• Challenge 1: For each statement (a), (b) and (c), state whether it agrees with the Lefler biography below, answering yes or no and quoting the deciding words of the text exactly: (a) Lefler studied at the Academy of Fine Arts Munich under Nikolaus Gysis. (b) Lefler served as head designer at the Vienna State Opera. (c) Some of Lefler's costumes and stage designs are preserved in a collection at Harvard.
• Challenge 2: Reproduce the passage of the Lefler biography below from "Besides the time" up to and including "productions for children.".

• Reading text:
Heinrich Lefler (7 November 1863, in Vienna – 14 March 1919, in Vienna) was an Austrian painter, graphic artist and stage designer. His father was the painter Franz Lefler.

Life and work
From 1880 to 1884, he studied at the Academy of Fine Arts Vienna under Christian Griepenkerl and, from 1884, at the Academy of Fine Arts Munich under Nikolaus Gysis and Wilhelm von Diez. In 1891, he became a member of the Society of Austrian Artists and, in 1900, was a founding member of the Hagenbund. From 1900 to 1903, he was an assistant to Anton Brioschi, the head designer at the Vienna State Opera, following which he became a professor at the Academy until 1910. While at the Vienna Opera, he designed a set for the Metropolitan Opera and shipped the pieces to New York.

Besides the time spent in his formal occupations, he spent a great deal of time in Weißenbach an der Triesting with his father and his brother-in-law, Joseph Urban, a fellow scenic designer, where they painted murals on villas and hotels, designed invitation cards for summer festivals and, with librettist Camillo Walzel, staged theatrical productions for children.

The team of Lefler and Urban created many public events as well, including the 1905 Schiller Festival parade and a procession along the Ringstraße in 1908, on the occasion of the Emperor's 60th Jubilee. Lefler also designed banknotes, financial warrants and promotional posters for several companies, including Auerlicht and Krupp. Many of Lefler's costumes and stage designs have been preserved in the Max Reinhardt Collection at Harvard.

• Information provided:
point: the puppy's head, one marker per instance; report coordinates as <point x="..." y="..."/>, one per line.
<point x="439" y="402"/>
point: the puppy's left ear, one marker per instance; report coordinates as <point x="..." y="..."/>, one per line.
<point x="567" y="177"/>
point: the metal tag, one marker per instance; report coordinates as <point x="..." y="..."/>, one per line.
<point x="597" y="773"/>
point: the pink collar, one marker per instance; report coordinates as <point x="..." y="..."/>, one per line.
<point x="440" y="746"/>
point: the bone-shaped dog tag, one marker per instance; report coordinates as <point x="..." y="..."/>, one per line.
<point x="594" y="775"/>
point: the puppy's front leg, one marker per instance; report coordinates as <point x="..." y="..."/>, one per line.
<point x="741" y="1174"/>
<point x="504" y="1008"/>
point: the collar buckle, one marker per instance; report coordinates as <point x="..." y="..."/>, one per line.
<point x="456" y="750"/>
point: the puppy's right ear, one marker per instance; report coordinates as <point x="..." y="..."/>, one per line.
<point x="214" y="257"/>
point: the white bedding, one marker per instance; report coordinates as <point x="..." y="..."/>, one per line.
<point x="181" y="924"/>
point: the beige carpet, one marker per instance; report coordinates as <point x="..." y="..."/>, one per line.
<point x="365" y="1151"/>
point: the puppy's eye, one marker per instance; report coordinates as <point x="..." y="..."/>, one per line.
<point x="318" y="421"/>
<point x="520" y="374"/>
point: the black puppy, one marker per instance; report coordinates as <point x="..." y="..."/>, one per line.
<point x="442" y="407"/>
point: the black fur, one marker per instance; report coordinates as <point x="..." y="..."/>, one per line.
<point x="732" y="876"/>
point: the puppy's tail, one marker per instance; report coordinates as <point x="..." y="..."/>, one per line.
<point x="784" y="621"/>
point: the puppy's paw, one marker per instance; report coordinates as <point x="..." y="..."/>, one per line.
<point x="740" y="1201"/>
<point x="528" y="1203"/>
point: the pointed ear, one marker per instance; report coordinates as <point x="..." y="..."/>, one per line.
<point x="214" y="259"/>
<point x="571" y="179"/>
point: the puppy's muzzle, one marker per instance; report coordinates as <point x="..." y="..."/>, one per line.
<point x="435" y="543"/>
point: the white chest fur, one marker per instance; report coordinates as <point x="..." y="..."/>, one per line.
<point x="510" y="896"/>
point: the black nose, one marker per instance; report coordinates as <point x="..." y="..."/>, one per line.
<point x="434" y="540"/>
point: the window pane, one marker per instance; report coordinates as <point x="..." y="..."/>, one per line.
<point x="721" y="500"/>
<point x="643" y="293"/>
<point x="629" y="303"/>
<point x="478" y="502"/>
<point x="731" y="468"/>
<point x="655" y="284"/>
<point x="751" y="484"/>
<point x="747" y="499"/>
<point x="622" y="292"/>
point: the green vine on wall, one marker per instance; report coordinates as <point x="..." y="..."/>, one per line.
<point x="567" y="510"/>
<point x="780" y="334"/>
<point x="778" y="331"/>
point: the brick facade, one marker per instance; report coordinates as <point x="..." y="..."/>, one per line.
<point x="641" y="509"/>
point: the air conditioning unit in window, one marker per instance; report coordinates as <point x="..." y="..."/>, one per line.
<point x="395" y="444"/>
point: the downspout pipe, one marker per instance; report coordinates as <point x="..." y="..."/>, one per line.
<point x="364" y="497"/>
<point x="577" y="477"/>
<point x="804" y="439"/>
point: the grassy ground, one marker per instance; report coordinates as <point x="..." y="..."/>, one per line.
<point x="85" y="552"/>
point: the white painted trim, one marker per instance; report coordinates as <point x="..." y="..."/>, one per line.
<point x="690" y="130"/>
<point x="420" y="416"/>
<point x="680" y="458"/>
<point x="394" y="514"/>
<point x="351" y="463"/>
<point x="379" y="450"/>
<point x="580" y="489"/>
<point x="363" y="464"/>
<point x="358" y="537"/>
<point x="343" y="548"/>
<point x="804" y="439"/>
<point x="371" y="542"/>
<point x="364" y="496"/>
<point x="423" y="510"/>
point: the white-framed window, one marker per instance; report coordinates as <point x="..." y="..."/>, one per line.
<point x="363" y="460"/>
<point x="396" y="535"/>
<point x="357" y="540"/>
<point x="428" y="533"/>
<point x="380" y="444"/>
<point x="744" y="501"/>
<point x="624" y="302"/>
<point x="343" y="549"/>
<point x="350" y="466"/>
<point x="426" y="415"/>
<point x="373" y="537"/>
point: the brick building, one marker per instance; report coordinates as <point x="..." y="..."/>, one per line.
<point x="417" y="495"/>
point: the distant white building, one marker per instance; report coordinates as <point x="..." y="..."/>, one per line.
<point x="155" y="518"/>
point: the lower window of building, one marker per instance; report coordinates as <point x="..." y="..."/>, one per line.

• Right answer 1:
(a) Yes: "from 1884, at the Academy of Fine Arts Munich under Nikolaus Gysis and Wilhelm von Diez"
(b) No: "he was an assistant to Anton Brioschi, the head designer at the Vienna State Opera"
(c) Yes: "Many of Lefler's costumes and stage designs have been preserved in the Max Reinhardt Collection at Harvard."

• Right answer 2:
Besides the time spent in his formal occupations, he spent a great deal of time in Weißenbach an der Triesting with his father and his brother-in-law, Joseph Urban, a fellow scenic designer, where they painted murals on villas and hotels, designed invitation cards for summer festivals and, with librettist Camillo Walzel, staged theatrical productions for children.